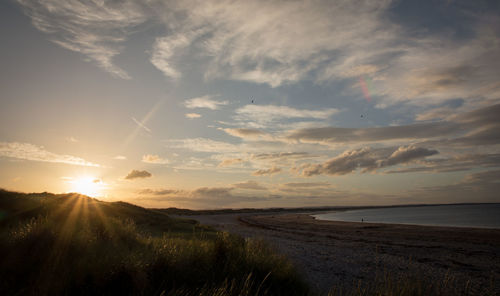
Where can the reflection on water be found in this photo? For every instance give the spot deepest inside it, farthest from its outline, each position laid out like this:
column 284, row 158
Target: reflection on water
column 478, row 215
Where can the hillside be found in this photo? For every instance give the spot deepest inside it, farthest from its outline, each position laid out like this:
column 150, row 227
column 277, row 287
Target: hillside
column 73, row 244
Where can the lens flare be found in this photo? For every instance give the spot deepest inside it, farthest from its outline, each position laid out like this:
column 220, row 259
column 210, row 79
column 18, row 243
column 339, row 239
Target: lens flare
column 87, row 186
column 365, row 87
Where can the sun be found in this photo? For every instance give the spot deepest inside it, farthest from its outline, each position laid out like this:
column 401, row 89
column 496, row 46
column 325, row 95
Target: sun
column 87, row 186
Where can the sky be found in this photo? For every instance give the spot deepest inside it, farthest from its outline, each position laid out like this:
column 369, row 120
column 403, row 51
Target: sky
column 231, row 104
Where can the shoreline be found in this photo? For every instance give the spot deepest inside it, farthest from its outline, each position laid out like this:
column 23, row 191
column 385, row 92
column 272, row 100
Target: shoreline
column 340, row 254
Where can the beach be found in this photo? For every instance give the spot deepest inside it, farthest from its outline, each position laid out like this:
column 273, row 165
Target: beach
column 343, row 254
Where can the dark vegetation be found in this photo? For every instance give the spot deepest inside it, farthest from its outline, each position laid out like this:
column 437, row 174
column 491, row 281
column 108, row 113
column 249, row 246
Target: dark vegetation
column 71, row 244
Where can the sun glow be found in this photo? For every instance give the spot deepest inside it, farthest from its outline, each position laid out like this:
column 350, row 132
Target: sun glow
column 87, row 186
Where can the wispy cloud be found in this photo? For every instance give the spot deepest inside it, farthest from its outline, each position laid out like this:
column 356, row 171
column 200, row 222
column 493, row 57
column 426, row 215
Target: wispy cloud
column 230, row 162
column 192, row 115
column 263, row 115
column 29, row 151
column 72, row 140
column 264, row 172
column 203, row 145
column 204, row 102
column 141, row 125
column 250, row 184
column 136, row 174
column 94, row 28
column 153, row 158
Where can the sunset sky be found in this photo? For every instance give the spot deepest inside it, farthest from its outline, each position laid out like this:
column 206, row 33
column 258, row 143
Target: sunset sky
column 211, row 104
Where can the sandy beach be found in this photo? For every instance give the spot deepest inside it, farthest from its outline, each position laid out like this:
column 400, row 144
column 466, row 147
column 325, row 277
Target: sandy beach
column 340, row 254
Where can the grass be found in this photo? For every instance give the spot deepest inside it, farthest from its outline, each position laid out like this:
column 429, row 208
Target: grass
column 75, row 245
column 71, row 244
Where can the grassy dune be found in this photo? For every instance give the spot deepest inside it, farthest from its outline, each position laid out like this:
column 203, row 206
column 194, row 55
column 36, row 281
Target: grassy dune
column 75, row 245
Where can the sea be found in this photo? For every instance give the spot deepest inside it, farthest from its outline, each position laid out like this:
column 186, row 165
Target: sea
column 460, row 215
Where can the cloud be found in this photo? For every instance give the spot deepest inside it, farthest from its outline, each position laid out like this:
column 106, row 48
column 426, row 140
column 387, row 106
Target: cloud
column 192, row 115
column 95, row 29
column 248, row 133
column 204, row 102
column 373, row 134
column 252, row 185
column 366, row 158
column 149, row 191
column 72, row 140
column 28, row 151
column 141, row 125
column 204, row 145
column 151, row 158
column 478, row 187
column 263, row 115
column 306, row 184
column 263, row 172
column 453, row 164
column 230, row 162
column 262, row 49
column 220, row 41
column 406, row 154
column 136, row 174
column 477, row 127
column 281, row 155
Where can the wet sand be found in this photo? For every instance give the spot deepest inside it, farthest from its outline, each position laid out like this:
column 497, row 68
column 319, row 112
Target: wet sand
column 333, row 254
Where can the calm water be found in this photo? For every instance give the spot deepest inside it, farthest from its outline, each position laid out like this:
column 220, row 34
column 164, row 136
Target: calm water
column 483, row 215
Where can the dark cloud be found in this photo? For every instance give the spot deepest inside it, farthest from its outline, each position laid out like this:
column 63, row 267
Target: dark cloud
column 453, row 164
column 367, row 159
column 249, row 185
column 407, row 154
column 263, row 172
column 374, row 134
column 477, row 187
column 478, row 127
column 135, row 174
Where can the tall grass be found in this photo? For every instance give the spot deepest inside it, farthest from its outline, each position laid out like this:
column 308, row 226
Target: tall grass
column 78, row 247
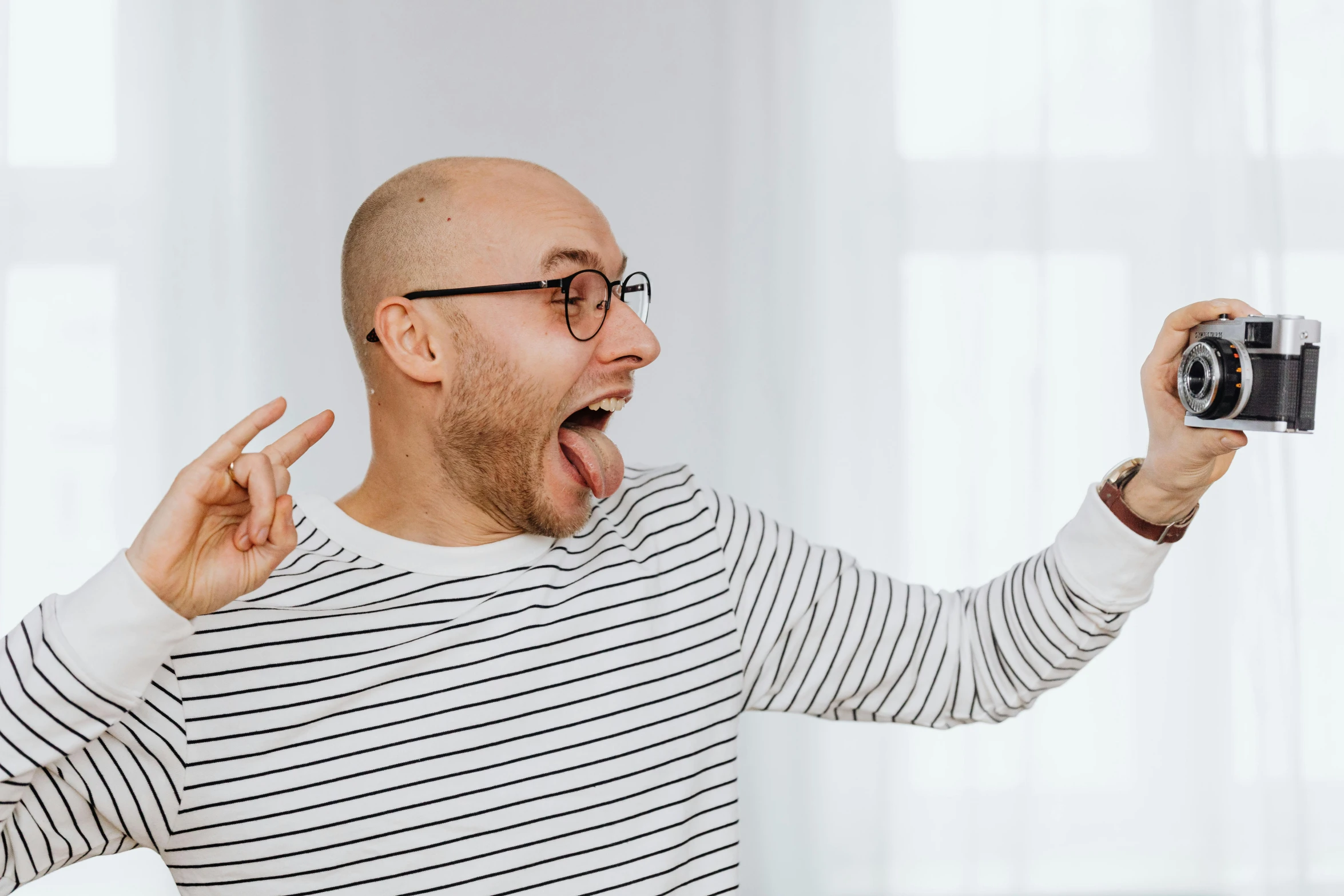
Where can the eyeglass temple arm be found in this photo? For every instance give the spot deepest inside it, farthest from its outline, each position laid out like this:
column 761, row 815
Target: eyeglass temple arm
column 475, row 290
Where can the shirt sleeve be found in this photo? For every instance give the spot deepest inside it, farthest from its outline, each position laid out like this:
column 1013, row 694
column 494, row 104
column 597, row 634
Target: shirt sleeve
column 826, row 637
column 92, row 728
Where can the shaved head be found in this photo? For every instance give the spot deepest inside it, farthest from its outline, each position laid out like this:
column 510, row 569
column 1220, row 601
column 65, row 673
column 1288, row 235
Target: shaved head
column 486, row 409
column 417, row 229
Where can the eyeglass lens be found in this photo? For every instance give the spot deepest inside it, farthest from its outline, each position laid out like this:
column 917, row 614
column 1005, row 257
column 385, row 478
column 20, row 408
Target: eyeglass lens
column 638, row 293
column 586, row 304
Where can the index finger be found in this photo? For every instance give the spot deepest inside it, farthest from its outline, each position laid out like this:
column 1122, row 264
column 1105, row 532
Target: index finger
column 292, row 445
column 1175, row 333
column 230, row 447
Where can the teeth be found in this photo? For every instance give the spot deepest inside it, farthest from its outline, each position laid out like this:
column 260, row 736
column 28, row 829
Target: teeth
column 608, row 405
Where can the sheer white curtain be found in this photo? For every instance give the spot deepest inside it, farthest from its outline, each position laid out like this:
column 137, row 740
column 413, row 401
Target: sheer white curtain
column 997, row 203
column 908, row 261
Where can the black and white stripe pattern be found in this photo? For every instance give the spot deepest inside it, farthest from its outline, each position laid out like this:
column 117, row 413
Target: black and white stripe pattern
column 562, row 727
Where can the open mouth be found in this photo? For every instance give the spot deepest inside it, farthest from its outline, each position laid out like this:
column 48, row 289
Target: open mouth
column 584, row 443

-.-.-

● The exercise: Write out the rows above verbatim, from the line containing "Where can the teeth" through the line containing "column 908, row 261", both included.

● Problem solution:
Where can the teeth be found in this photo? For every instance give the spot deepest inside it, farthest from its outline, each position laid out like this:
column 260, row 736
column 28, row 829
Target: teeth
column 608, row 405
Where can the sheer white curtain be found in this photo? For every instance give the spot deepest inside it, farthest from its outline, each position laid out like this:
column 137, row 740
column 413, row 401
Target: sheer white curtain
column 997, row 203
column 908, row 261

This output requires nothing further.